Your task: Stop after the line containing "Mark the region"; retype every line of the data before it exactly, starting from the first.

_ _ _ _ _

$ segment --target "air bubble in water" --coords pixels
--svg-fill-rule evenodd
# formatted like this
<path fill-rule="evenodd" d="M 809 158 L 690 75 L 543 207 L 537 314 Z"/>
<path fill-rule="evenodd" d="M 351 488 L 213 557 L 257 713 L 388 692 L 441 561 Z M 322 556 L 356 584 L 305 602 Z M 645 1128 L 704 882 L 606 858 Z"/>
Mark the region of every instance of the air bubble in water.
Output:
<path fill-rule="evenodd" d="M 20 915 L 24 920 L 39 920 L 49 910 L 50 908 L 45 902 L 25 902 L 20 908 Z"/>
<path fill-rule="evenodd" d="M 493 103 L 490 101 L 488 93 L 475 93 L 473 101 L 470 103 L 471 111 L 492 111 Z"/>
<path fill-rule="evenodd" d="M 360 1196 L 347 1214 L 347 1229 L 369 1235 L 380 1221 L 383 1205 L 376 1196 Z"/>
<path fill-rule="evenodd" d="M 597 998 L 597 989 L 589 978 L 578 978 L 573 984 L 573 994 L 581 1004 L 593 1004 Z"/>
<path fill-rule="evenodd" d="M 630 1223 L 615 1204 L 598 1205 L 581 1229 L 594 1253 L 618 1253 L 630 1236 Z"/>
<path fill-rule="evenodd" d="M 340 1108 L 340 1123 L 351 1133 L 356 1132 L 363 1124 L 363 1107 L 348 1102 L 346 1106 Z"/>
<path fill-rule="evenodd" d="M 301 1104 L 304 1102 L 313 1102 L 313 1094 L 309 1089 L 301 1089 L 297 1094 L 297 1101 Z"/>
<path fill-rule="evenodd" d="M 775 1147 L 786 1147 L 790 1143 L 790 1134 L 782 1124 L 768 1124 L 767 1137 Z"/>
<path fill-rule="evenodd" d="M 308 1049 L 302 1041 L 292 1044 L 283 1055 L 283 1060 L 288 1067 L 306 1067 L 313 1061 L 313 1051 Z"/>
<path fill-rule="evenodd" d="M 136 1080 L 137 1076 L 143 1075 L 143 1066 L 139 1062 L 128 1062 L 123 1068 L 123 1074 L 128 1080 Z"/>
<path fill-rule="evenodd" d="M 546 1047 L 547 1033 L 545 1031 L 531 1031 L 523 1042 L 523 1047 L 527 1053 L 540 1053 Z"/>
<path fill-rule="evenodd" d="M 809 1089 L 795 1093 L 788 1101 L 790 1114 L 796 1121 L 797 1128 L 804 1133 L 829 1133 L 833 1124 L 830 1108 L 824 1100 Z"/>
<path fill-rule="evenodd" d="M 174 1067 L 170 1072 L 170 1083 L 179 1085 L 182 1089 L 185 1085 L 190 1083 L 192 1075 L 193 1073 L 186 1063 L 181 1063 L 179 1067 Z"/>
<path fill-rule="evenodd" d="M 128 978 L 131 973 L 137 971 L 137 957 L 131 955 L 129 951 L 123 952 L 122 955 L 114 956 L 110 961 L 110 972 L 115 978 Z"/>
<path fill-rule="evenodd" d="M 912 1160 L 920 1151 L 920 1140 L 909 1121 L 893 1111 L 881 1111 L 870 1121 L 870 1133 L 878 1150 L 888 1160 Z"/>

_ _ _ _ _

Finished task:
$ segment --target "air bubble in water" --coords pixels
--svg-fill-rule evenodd
# formatted like this
<path fill-rule="evenodd" d="M 809 158 L 690 75 L 543 207 L 537 314 Z"/>
<path fill-rule="evenodd" d="M 351 488 L 213 557 L 257 713 L 388 692 L 441 561 Z M 322 556 L 356 584 L 305 602 Z M 645 1128 L 704 882 L 606 858 Z"/>
Mark the region of every instance of the air bubble in water.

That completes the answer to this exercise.